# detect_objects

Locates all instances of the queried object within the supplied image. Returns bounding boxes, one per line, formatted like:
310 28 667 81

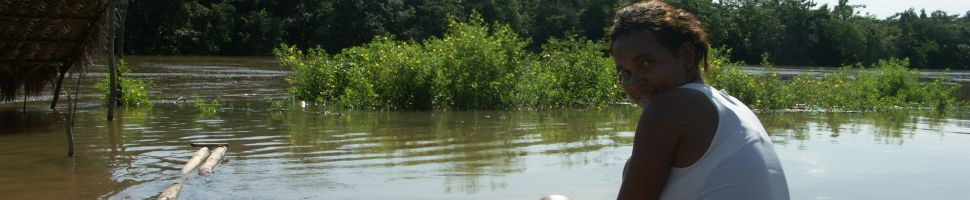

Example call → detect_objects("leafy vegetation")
276 20 959 111
94 59 152 106
705 49 964 111
277 18 620 110
192 96 222 113
125 0 970 69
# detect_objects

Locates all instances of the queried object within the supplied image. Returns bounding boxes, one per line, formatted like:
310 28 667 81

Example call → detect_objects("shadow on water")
0 109 64 135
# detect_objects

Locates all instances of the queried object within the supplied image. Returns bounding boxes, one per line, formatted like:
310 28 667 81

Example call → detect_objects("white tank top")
660 83 789 200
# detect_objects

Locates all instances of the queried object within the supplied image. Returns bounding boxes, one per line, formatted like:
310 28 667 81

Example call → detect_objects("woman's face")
612 31 691 106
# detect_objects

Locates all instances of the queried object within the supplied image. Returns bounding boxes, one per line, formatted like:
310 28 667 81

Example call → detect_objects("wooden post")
22 84 30 113
51 62 72 110
108 4 118 121
199 146 229 176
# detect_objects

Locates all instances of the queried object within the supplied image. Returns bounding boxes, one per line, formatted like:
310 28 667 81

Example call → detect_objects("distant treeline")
125 0 970 69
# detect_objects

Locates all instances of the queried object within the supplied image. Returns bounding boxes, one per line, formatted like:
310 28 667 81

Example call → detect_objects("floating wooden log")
179 148 210 177
199 146 229 176
158 147 209 200
158 182 182 200
191 142 229 148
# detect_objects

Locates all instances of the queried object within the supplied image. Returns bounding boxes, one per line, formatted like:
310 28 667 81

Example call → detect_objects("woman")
610 0 789 199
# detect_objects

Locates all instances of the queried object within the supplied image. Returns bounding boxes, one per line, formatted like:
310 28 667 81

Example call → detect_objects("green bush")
276 15 621 110
275 18 959 111
94 59 152 106
517 36 626 108
706 48 958 111
192 96 222 113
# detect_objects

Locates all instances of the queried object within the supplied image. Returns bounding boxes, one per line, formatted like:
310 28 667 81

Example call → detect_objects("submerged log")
158 147 209 200
199 146 229 176
179 147 209 178
191 142 229 148
158 182 182 200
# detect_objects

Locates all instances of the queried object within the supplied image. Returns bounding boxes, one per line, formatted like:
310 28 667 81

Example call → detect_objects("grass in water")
192 96 222 113
705 49 966 111
94 59 152 107
275 18 966 111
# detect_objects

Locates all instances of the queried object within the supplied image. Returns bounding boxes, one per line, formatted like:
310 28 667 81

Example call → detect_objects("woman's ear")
677 41 697 71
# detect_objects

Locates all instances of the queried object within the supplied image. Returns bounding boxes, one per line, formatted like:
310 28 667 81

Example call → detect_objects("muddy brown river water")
0 57 970 199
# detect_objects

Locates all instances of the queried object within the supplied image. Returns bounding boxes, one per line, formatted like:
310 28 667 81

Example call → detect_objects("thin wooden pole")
23 84 30 113
108 2 118 121
64 69 81 157
51 62 72 110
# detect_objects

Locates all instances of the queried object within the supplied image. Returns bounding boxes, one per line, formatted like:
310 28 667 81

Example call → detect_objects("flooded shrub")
276 19 960 111
192 96 222 113
518 36 625 108
94 59 152 106
705 48 959 111
276 18 619 110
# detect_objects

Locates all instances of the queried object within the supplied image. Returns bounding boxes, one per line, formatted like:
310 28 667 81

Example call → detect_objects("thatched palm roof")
0 0 113 101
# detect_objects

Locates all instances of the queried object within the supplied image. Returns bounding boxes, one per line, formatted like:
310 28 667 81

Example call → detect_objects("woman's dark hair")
609 0 710 71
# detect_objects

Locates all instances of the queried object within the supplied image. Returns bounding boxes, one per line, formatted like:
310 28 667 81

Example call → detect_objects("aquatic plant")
276 15 619 110
705 48 961 111
192 96 222 113
94 59 152 106
275 18 964 111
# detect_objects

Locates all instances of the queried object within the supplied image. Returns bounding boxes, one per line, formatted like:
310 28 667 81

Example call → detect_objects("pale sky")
815 0 970 19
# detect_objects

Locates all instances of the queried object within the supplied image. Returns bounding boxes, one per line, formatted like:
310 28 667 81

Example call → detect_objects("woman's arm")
617 89 709 199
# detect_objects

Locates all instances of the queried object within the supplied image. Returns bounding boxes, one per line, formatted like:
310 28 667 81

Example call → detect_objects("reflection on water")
0 57 970 199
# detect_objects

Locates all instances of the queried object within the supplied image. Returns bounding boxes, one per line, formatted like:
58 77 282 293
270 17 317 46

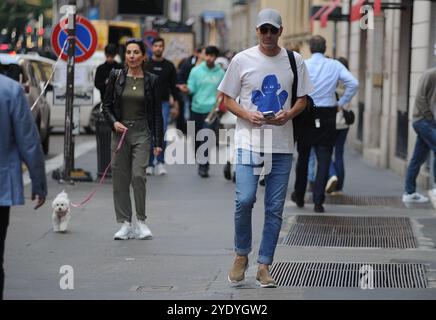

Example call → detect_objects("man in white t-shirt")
218 9 312 287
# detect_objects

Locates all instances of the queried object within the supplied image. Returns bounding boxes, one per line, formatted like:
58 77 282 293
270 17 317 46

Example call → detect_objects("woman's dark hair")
204 46 220 57
151 37 165 46
126 38 147 56
309 35 326 53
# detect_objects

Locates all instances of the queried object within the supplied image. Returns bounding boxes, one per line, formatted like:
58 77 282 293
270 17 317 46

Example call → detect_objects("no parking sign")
51 16 97 63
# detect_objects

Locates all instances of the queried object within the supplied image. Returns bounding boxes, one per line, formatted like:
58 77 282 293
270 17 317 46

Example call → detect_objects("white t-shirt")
218 46 313 153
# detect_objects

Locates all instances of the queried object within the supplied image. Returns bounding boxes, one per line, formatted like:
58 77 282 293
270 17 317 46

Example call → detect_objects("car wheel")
85 104 100 133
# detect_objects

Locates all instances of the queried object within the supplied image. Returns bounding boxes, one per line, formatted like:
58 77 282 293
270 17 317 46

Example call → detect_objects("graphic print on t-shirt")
251 74 288 113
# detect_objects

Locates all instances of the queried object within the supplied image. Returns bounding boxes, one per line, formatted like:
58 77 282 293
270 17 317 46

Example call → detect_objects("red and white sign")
51 16 98 63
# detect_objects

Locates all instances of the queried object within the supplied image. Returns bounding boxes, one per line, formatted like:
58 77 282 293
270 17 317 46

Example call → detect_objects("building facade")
230 0 436 187
340 0 436 188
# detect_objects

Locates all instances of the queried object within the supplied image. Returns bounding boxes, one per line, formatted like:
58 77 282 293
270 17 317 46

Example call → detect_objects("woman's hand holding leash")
153 147 162 157
114 121 127 133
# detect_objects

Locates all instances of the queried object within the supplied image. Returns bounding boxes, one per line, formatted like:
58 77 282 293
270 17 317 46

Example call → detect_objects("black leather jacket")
101 68 164 147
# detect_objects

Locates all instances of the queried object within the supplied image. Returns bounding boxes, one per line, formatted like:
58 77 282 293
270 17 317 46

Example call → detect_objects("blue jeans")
148 101 171 167
313 145 333 204
235 149 292 265
307 148 316 183
329 128 349 191
405 119 436 194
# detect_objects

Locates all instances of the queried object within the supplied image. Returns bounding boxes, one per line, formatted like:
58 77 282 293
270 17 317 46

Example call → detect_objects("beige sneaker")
256 268 277 288
227 256 248 283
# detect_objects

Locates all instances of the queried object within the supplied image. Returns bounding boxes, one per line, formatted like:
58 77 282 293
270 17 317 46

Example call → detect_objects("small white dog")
51 191 71 232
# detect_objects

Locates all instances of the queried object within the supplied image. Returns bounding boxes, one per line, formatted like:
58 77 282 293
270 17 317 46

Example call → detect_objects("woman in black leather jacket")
102 39 163 240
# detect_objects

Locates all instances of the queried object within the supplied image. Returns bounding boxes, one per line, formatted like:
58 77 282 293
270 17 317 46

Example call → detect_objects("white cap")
256 8 282 29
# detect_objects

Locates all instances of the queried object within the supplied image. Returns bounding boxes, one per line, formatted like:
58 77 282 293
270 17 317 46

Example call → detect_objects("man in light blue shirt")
292 36 358 212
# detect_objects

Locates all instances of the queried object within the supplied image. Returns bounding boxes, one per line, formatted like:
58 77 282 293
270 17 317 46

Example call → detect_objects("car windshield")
0 64 22 82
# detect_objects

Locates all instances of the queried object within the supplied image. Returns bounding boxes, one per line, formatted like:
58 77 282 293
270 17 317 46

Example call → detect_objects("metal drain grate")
282 215 418 249
271 262 427 289
305 195 404 208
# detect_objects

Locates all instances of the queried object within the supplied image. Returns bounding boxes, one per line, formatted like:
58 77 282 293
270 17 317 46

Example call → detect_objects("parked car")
0 53 50 154
47 51 106 133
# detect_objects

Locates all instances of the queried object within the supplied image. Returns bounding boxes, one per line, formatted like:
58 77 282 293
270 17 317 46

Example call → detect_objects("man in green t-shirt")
178 46 224 178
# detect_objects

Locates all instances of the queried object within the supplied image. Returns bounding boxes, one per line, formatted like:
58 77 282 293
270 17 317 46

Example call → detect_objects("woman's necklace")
131 69 139 91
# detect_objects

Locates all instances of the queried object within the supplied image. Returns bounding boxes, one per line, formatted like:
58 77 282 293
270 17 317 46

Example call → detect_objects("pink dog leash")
71 129 127 208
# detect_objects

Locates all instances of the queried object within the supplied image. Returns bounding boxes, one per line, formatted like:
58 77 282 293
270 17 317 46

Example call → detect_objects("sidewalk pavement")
5 140 436 300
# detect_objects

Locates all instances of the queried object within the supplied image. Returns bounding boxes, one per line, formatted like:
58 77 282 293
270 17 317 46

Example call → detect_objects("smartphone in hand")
262 111 276 120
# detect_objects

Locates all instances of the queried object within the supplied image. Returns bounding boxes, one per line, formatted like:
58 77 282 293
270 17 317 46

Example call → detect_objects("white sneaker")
114 221 133 240
145 167 154 176
325 176 338 193
135 220 153 240
156 163 167 176
403 192 428 203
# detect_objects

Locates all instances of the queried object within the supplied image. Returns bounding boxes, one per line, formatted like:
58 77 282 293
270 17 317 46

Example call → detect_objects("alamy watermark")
359 264 374 290
165 121 273 175
59 265 74 290
359 5 374 30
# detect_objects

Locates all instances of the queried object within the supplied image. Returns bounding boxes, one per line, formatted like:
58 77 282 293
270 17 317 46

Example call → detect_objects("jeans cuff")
257 255 273 265
235 248 251 256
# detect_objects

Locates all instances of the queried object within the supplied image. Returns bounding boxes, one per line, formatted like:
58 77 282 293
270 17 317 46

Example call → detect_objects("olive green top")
121 76 146 120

▸ **Requirement**: Tally the lines in the items above that contain the string "sneaker", counting only case-exact matches. Reply with the number alone.

▸ **The output**: 2